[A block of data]
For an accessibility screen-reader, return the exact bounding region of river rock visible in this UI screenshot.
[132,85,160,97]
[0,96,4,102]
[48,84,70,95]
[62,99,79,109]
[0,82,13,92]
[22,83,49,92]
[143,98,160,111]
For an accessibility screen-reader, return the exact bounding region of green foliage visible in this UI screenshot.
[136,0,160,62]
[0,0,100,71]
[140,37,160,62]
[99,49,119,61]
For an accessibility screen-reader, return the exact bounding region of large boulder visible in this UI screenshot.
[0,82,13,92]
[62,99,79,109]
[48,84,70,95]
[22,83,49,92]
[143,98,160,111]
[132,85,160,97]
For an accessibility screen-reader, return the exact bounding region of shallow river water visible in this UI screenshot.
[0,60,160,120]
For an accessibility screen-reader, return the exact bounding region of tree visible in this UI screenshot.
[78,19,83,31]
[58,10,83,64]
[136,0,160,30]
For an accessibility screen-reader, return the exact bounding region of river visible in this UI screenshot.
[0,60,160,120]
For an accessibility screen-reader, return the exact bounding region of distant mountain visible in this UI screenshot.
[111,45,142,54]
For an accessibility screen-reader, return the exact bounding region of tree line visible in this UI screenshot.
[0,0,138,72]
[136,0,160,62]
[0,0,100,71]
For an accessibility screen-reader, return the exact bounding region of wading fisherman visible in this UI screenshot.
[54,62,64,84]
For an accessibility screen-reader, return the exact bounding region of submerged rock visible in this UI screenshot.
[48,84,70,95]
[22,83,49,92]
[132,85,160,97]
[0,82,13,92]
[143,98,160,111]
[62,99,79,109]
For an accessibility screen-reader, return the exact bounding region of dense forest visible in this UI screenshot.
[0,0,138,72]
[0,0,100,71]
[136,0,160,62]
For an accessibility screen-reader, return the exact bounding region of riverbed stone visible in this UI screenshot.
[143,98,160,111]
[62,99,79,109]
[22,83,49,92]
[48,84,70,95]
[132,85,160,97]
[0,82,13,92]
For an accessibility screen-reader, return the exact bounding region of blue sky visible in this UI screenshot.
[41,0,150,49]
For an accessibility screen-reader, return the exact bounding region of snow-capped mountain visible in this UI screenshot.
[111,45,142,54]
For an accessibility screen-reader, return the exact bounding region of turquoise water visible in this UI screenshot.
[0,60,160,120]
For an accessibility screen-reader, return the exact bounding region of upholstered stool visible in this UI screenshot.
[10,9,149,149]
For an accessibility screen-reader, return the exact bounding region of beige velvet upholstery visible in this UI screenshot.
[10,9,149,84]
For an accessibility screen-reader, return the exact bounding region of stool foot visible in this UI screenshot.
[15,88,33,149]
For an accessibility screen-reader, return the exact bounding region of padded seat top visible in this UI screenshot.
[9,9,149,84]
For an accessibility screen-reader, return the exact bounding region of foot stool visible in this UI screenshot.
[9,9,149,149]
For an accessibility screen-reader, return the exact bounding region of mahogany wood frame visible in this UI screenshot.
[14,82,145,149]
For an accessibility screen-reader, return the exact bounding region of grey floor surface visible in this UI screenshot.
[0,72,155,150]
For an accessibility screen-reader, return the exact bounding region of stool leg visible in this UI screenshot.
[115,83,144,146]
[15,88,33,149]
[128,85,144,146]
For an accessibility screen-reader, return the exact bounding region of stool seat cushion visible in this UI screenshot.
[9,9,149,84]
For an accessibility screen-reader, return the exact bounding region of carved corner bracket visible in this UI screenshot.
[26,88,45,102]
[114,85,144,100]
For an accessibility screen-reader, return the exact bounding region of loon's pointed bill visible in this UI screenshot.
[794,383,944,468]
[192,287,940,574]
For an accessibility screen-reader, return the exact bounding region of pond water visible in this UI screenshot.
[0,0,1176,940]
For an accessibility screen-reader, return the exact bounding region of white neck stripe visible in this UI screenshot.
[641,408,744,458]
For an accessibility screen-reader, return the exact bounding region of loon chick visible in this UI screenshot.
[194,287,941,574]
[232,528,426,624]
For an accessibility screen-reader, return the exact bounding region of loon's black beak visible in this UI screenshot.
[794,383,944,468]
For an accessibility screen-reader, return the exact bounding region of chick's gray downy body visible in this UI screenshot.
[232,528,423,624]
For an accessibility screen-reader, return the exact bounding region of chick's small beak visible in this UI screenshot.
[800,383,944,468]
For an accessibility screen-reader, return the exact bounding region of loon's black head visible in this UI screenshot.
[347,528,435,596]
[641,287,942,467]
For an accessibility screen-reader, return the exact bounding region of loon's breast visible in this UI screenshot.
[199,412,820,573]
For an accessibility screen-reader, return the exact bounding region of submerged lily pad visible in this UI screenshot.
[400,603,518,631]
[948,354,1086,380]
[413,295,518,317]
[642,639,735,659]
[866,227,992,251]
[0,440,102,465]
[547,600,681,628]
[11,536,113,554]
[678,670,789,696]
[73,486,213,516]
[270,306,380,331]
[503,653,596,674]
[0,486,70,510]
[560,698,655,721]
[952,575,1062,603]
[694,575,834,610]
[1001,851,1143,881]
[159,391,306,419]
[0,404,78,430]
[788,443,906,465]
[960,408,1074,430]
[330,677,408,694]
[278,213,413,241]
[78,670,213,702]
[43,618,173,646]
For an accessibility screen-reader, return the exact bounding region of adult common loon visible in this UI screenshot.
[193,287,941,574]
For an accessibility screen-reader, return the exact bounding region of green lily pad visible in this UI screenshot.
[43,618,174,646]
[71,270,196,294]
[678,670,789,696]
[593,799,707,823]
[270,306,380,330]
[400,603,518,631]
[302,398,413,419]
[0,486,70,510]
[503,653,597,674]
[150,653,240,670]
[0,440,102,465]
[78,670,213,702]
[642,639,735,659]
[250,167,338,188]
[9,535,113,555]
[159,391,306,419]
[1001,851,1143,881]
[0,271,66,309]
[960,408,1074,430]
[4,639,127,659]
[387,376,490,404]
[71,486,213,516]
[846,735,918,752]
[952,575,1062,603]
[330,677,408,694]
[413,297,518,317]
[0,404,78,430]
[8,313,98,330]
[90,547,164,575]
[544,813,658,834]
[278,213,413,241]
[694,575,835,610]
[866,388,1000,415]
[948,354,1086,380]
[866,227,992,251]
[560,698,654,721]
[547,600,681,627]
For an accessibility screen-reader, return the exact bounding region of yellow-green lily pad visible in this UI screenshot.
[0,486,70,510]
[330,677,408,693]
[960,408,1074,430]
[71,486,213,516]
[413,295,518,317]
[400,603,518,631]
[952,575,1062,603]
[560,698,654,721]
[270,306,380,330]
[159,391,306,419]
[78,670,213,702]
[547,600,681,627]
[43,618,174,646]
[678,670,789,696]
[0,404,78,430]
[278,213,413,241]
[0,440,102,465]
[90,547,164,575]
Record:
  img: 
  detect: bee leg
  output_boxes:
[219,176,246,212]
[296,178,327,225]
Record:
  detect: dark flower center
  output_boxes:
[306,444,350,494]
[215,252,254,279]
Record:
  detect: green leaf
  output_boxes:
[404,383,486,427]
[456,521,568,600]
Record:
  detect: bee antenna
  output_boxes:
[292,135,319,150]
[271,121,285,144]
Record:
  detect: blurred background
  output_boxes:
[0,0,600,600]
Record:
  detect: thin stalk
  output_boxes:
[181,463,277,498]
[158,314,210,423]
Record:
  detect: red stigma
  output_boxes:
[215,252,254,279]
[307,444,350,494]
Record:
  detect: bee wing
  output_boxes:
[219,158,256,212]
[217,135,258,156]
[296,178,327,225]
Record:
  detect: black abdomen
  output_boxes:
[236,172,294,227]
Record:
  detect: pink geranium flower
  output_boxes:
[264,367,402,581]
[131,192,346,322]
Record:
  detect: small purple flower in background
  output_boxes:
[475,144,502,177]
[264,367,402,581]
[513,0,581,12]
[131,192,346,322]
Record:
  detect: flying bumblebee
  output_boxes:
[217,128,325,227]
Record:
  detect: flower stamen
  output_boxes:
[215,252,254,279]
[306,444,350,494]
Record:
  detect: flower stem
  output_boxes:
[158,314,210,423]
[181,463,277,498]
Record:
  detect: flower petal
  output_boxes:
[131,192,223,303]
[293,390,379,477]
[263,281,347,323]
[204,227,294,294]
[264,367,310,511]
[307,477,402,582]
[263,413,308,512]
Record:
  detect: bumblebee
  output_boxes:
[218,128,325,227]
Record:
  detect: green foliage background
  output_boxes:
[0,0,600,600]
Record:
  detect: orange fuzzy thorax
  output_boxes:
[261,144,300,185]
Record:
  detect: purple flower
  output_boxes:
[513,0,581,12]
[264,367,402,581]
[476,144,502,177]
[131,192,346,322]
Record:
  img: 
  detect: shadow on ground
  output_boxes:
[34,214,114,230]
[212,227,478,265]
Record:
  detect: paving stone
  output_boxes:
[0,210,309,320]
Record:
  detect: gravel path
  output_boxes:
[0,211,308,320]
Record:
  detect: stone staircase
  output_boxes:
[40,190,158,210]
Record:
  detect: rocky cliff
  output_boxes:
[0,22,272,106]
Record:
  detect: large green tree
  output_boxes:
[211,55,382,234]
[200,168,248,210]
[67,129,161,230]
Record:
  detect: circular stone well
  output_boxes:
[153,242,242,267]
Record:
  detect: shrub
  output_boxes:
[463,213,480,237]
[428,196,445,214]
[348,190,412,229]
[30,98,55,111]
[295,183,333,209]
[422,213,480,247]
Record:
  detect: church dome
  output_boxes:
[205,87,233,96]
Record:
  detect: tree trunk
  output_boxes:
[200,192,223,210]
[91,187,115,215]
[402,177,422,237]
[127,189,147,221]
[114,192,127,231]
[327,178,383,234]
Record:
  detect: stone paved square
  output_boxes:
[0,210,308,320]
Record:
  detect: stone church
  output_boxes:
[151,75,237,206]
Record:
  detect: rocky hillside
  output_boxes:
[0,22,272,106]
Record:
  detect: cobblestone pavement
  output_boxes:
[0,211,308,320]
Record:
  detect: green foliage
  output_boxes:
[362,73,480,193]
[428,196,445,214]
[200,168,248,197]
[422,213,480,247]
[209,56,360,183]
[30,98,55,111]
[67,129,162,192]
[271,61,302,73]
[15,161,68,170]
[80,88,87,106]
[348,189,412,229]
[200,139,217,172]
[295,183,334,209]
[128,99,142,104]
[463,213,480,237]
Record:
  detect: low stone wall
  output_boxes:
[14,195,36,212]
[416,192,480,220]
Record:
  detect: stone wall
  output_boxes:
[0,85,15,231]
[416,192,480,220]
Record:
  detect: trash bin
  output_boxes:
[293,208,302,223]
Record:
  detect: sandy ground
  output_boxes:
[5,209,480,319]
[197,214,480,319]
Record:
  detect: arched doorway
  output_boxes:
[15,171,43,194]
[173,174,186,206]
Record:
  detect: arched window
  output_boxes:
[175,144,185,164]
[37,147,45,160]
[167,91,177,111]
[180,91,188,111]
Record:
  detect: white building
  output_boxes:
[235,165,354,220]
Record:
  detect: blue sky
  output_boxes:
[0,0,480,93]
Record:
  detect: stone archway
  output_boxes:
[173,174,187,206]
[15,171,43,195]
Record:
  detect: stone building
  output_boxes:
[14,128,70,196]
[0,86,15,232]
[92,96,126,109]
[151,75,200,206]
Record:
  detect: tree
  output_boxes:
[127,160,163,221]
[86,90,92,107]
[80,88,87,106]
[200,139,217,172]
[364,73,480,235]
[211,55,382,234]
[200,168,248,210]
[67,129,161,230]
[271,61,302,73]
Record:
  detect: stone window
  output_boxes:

*WRITTEN INSTRUCTION*: Which lines of the data above contain the word "purple"? List every one of them, matching case exactly.

*SOLVED PROBLEM*:
  detect: small purple flower in background
  detect: purple flower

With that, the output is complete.